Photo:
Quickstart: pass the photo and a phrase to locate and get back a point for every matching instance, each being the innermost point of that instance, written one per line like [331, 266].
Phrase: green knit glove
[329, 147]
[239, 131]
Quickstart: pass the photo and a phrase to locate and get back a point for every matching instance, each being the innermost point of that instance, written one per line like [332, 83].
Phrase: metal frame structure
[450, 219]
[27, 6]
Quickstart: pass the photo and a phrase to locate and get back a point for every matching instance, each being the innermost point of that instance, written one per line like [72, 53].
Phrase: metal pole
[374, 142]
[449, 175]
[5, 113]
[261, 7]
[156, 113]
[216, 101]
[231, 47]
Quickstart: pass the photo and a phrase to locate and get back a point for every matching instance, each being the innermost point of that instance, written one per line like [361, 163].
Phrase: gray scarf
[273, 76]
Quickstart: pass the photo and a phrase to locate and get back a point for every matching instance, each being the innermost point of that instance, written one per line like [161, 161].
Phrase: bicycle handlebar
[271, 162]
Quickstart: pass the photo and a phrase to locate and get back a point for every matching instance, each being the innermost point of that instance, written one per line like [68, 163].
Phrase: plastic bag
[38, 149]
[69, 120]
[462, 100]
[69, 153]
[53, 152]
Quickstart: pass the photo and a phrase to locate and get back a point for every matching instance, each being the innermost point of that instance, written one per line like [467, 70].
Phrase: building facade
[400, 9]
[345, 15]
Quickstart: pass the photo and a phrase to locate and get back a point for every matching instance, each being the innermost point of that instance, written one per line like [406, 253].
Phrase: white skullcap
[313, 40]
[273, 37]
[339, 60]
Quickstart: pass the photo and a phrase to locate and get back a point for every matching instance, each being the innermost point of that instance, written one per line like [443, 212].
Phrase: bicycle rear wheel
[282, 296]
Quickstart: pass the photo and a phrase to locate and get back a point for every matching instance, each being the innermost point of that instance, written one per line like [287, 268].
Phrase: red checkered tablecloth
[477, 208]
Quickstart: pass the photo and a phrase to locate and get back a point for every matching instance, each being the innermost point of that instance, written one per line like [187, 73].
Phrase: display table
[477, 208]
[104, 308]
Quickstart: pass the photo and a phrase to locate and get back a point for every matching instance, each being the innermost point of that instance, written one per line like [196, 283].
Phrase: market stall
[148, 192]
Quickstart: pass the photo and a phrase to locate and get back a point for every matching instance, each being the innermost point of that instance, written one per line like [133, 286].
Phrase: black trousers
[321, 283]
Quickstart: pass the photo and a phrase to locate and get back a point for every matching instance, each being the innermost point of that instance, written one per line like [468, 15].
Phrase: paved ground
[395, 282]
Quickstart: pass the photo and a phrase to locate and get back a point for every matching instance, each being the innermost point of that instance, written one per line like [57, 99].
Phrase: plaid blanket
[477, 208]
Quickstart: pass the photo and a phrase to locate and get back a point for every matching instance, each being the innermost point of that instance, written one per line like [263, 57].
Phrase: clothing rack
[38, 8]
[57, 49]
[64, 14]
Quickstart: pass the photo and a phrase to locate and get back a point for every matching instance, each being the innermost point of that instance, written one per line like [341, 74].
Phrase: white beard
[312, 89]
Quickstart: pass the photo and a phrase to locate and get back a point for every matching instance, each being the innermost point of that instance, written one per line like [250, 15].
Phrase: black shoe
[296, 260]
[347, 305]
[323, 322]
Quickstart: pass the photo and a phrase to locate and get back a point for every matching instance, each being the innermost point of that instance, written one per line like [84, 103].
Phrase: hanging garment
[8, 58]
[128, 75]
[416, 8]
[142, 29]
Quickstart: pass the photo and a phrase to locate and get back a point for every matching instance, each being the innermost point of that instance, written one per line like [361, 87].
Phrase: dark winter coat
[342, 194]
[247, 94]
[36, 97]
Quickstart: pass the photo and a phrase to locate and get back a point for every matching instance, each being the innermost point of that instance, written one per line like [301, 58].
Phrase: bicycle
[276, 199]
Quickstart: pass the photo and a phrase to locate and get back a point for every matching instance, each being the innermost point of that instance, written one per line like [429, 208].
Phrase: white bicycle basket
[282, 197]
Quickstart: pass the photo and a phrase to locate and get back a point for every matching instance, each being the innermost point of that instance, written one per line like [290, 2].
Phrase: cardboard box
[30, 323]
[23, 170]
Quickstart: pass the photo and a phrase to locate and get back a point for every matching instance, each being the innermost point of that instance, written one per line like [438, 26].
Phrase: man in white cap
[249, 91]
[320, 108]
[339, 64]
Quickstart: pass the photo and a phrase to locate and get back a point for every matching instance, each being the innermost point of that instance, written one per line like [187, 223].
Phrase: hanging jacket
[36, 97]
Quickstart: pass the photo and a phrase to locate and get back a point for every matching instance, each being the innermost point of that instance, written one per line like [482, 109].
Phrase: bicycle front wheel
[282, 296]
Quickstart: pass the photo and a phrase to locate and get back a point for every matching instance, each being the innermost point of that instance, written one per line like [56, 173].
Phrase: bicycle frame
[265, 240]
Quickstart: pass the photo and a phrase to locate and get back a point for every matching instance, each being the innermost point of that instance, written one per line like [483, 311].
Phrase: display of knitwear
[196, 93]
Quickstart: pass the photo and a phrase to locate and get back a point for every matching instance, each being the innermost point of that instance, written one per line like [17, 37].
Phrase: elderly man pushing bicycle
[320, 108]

───

▶ [Directions for this task] Write out all the entries exactly.

▶ [Result]
Photo:
Quickstart: pass the photo and a phrase to locate and get back a point for every matching instance, each being the innermost point of that instance, written one per line like [331, 266].
Phrase: green knit glove
[329, 147]
[239, 131]
Quickstart: pass the photo and a phrase to locate and get back a point for every matching instance, each being the innermost point of that instance, written one per line like [332, 83].
Phrase: metal frame structure
[450, 219]
[27, 6]
Quickstart: pass the photo and a phrase to locate and get back a point for every matching instance, each being the innermost point of that instance, written one per line like [72, 53].
Phrase: metal pole
[374, 142]
[449, 175]
[5, 113]
[261, 7]
[156, 113]
[216, 101]
[231, 47]
Quickstart: pass the photo and a phrase to locate and get back a point for every matching instance, each being the innermost point of that instance, written one per line like [361, 163].
Phrase: gray scarf
[273, 76]
Quickstart: pass the photo and a phrase to locate and get back a point for every matching instance, each being the innermost point of that instance, written one per line like [161, 161].
Phrase: bicycle handlebar
[271, 162]
Quickstart: pass the photo and a phrase to locate and get back a point for every matching instance, each being the innermost point of that instance, written one per line like [68, 163].
Phrase: plastic bag
[38, 149]
[69, 120]
[462, 100]
[69, 153]
[53, 152]
Quickstart: pass the photo and a phrase to locate and get back a point for every matching instance, each being the innermost point of that instance, written one per line like [467, 70].
Phrase: building facade
[400, 9]
[345, 15]
Quickstart: pass the photo and a phrase to locate and get back a point for every matching instance, each being the innermost point of that instance, written one per line like [406, 253].
Phrase: white skullcap
[313, 40]
[273, 37]
[339, 60]
Quickstart: pass the photo and a phrase to locate and get back a point for every matching instance, each being the innermost point of that instance, written one per line like [443, 212].
Phrase: bicycle rear wheel
[282, 296]
Quickstart: pass the photo and a phrase to locate and get back a point for every matching instance, each being the innermost point of that instance, written one per line like [287, 268].
Phrase: red checkered tablecloth
[477, 208]
Quickstart: pass the photo and a phrase to locate and get back a point for every matching instance, each being the innermost point of that instance, written one per line like [187, 73].
Phrase: display table
[477, 208]
[104, 308]
Quickstart: pass the photo and a phrase to locate and get back a point for every matching instance, each being the innermost point of that instance, written one per line like [196, 283].
Phrase: market stall
[148, 192]
Quickstart: pass the photo and a phrase to locate and get back a point for every matching instance, each being the innermost point of that instance, written one per line like [133, 286].
Phrase: black trousers
[321, 283]
Quickstart: pass the photo and a phrase to locate and get back a point for every matching instance, each being the innermost point of that instance, written one per line like [468, 15].
Phrase: paved ground
[395, 282]
Quickstart: pass the photo and a phrase to locate and get back a point for every matching instance, each being the innermost point of that instance, written one per line like [57, 99].
Phrase: plaid blanket
[477, 208]
Quickstart: pass the photo and a phrase to locate and get back a point for every matching instance, each being the innermost point of that instance, written one per line like [263, 57].
Phrase: clothing rack
[38, 8]
[57, 49]
[64, 14]
Quickstart: pass the photo and a phrase to locate and get back a point for every matching instance, each being the innermost point of that instance, written one per line like [341, 74].
Phrase: white beard
[312, 89]
Quickstart: pass the photo and a phrase to locate and get back a point for every matching instance, each being the innermost point of that instance, written one per line like [250, 15].
Phrase: black shoe
[296, 260]
[347, 305]
[323, 322]
Quickstart: pass the photo and a phrase to locate and get back a point for every matching instance, each being the innermost point of that instance, written one per line like [84, 103].
Phrase: hanging garment
[8, 58]
[128, 75]
[416, 8]
[142, 29]
Quickstart: pass the photo and a phrase to locate and get back a point for every matching instance, each being the innermost point of that instance, written one per line like [361, 87].
Phrase: dark winter coat
[342, 194]
[247, 94]
[36, 97]
Quickstart: pass the photo and a phrase to locate and get back a point for every matching instance, each being the innermost point of that instance, written one per line like [301, 58].
Phrase: bicycle
[276, 199]
Quickstart: pass the photo and a phrase to locate and get back a point for every matching instance, each being the innermost point of that instance, written one per line like [429, 208].
Phrase: white bicycle basket
[282, 197]
Quickstart: pass the photo and a phrase to locate and get back a point for every matching instance, each being the innermost point of that instance, written one per line like [290, 2].
Phrase: cardboard box
[30, 323]
[23, 170]
Quickstart: pass the photo and a phrase to locate and get back a point for every matching instance, each being the innermost point of that instance, written one per line like [438, 26].
Phrase: man in white cap
[249, 91]
[320, 108]
[339, 64]
Quickstart: pass the photo and a phrase to locate and get back a point for every matching instance, each being the innermost point of that instance, written one per line like [187, 223].
Phrase: hanging jacket
[36, 97]
Quickstart: pass the photo and a phrase to locate and get back a point for every matching instance, each being the innermost point of that instance, written one per line like [482, 109].
Phrase: bicycle front wheel
[282, 296]
Quickstart: pass the photo and a phrase to locate and get back a point for every matching instance, each being the innermost point of that instance, written one per line like [56, 173].
Phrase: bicycle frame
[265, 240]
Quickstart: pass the photo and a phrase to locate and get back a point for every matching instance, each being the innermost point of that instance, written one per line like [483, 311].
Phrase: display of knitwear
[196, 93]
Quickstart: pass the photo and a phrase to locate and get back a point for every matching instance, each being the innermost point of that instance, written one per line like [17, 37].
Phrase: elderly man pushing bicycle
[320, 108]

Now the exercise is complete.